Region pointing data

^^^^^^^^

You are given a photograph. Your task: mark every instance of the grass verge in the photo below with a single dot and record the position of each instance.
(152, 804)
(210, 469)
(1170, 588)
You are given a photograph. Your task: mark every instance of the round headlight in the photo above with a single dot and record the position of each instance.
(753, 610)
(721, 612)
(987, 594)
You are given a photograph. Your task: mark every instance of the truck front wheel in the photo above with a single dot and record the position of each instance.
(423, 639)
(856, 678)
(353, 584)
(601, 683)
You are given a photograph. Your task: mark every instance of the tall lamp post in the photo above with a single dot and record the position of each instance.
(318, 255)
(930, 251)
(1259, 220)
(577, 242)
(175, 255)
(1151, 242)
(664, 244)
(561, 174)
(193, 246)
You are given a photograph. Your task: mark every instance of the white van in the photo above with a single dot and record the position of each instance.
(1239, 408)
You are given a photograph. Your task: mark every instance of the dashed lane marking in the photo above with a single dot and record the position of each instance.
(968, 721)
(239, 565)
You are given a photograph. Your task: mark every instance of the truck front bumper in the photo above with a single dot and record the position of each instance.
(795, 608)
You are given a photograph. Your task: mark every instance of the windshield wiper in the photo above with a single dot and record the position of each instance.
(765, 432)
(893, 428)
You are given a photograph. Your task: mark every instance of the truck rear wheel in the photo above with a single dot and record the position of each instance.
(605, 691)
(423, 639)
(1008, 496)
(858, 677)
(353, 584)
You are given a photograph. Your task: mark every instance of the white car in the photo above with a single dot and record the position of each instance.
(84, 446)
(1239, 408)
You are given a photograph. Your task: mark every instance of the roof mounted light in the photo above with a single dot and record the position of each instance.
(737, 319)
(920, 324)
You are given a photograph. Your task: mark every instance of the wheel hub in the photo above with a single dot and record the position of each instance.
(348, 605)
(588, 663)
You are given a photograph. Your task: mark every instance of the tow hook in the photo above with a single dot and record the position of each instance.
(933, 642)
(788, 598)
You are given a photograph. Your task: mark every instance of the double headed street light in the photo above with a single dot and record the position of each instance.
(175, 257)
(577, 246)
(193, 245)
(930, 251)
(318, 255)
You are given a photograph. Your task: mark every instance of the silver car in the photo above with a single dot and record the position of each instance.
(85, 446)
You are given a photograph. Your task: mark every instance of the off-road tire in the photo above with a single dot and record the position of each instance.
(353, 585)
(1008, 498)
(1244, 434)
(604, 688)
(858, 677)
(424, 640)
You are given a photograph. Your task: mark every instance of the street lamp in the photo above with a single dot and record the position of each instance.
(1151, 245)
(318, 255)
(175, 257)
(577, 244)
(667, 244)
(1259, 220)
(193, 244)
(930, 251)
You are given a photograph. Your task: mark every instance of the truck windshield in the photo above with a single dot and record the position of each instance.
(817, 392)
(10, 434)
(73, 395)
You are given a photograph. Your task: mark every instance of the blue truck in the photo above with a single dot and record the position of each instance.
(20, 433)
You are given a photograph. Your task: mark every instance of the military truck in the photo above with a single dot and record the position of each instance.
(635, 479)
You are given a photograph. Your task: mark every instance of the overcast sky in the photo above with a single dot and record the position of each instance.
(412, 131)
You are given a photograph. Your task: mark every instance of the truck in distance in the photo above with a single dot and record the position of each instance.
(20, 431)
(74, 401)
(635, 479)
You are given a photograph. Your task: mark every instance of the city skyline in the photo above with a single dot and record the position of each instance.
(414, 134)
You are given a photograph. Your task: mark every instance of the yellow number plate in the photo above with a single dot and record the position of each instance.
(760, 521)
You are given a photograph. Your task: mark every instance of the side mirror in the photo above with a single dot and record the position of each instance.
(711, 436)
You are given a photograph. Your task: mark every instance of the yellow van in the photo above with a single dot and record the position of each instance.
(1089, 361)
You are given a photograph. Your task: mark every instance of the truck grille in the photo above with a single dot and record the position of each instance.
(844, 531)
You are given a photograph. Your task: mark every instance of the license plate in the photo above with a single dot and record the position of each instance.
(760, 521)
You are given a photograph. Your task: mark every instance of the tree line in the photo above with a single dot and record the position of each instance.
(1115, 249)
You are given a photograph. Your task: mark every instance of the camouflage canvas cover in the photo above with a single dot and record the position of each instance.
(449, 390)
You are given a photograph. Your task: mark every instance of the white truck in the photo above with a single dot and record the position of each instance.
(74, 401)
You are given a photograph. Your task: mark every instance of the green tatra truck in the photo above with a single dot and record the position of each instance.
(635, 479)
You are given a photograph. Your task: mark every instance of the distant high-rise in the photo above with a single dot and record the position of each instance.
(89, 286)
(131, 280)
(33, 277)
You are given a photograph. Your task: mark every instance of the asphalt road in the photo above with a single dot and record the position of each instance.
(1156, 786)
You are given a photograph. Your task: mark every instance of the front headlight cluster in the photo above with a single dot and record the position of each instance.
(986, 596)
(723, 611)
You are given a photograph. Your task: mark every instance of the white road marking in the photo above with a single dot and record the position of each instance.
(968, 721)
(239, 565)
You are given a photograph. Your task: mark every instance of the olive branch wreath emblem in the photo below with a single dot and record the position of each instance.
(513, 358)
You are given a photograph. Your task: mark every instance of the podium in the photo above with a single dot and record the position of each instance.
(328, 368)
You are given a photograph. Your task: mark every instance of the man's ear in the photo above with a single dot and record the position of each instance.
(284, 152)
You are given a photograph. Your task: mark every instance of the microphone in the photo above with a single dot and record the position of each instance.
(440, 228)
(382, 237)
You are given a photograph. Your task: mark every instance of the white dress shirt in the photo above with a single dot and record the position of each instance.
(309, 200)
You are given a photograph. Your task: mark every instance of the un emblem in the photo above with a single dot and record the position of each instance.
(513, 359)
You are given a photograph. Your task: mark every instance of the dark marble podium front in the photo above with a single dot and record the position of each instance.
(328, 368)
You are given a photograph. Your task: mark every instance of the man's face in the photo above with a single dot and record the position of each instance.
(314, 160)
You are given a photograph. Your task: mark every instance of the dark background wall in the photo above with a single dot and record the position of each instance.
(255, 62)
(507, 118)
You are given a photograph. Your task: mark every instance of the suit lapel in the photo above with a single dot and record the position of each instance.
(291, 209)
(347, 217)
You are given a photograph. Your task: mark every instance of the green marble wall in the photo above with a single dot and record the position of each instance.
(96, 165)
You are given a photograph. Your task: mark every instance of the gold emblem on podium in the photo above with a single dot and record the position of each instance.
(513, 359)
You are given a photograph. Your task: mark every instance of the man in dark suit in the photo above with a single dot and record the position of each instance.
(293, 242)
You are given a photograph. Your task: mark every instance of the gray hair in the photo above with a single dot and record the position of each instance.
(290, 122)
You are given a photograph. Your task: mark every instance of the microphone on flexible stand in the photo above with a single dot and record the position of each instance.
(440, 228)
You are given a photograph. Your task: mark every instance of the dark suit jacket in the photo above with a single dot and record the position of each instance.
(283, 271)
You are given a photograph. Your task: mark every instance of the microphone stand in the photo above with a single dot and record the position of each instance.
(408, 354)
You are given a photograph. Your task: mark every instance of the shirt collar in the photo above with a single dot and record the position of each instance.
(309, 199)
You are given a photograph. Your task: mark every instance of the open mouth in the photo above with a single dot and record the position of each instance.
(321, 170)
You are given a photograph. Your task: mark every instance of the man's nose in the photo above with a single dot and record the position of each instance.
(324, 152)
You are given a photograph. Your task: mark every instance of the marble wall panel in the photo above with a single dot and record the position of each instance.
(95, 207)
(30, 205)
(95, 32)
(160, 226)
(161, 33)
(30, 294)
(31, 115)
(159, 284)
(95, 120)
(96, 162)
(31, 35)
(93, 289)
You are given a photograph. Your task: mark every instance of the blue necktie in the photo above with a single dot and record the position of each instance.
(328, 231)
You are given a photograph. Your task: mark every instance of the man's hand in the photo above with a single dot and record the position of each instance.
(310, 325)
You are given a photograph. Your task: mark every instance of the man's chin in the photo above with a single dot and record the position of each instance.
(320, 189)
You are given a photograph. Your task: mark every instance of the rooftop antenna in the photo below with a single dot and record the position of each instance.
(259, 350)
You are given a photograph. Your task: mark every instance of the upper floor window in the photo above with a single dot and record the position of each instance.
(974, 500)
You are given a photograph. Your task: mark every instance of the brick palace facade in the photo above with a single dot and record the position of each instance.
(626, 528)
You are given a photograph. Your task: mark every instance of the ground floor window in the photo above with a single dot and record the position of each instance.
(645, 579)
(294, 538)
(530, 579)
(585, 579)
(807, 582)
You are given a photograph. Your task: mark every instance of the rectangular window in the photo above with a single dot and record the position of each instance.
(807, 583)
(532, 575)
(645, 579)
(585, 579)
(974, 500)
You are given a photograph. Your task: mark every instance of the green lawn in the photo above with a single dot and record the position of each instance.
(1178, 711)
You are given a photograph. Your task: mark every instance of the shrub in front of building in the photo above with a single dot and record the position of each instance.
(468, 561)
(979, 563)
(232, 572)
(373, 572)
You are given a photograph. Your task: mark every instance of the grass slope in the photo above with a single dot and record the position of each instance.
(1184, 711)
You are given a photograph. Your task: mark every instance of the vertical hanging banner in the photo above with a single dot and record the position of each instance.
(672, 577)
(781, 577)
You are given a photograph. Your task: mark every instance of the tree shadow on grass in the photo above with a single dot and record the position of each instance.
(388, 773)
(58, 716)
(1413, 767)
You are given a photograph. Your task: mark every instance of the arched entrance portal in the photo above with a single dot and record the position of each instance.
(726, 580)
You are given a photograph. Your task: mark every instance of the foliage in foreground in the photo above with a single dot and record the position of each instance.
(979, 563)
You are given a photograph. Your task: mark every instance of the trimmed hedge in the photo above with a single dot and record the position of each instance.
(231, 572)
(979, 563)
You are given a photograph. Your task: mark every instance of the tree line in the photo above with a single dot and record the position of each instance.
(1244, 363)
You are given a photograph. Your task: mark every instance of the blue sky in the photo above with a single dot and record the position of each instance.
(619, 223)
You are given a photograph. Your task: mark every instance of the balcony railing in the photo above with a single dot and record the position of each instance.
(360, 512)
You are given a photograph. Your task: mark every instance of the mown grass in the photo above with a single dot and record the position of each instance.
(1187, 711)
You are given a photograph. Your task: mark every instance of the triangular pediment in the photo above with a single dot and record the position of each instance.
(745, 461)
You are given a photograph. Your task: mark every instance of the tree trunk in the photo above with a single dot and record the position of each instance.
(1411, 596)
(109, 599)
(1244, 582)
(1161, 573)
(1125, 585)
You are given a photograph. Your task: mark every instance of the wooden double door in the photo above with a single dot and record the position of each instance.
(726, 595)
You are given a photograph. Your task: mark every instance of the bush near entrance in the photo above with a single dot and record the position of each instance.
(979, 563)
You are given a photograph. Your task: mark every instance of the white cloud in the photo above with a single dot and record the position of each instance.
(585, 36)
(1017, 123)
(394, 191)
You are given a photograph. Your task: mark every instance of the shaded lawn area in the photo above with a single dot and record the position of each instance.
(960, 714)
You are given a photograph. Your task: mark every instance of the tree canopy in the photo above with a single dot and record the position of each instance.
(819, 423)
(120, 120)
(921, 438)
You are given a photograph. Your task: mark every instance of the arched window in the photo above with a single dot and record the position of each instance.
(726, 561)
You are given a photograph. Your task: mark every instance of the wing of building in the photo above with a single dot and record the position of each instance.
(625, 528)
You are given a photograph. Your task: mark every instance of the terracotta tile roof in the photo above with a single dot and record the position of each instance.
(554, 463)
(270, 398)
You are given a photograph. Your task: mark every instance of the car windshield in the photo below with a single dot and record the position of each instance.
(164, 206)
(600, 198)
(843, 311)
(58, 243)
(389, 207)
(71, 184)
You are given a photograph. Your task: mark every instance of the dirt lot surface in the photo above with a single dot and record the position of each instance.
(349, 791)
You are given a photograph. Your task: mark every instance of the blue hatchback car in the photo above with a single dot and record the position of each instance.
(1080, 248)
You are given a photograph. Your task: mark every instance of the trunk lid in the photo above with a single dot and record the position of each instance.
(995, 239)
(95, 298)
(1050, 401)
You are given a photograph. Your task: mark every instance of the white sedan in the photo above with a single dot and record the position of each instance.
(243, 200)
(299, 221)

^^^^^^^^

_DIRECTIONS FOR THIS TASK:_ Reproduce exactly the lines from the one with "the tree canopy" through the end of the entries above, both ends included.

_RESULT:_
You are given a photograph. Your task: mark every instance of the tree canopy in the photo above with a single dot and record the position of each instance.
(819, 423)
(120, 120)
(921, 438)
You are given a photograph. Your task: mark every instance of the arched window in the photo above with a single dot and record the position of each instance.
(726, 561)
You are given a photograph. Your task: mark every instance of the wing of building in the photo above with a single dot and record the position of each instance.
(625, 528)
You are given a photograph. Your task: mark every instance of the terracotta tile roof in the photo above with a single dot and record the position of each instance.
(554, 463)
(270, 398)
You are given a photograph. Your task: mark every instance of the car windshield in the photo below with a single dot and record the position of each instance.
(164, 206)
(600, 198)
(843, 311)
(58, 243)
(389, 207)
(71, 184)
You are given a photograph. Your task: mark every instance of the dirt lot surface in the photo above with a single dot and record the position of each instance.
(349, 791)
You are given a photograph. Your task: mark every instance of the blue hatchback car in the photo above with a single dot and record the position of each instance.
(1080, 248)
You are given a photograph. Your task: mark every instance of the trunk lid in the photo above with a single dot and record the position of each instance.
(995, 239)
(95, 298)
(1050, 401)
You are given a photograph. Your task: mark every instance of the white sedan in the photo above with a single dot and record the position of each instance.
(243, 200)
(299, 221)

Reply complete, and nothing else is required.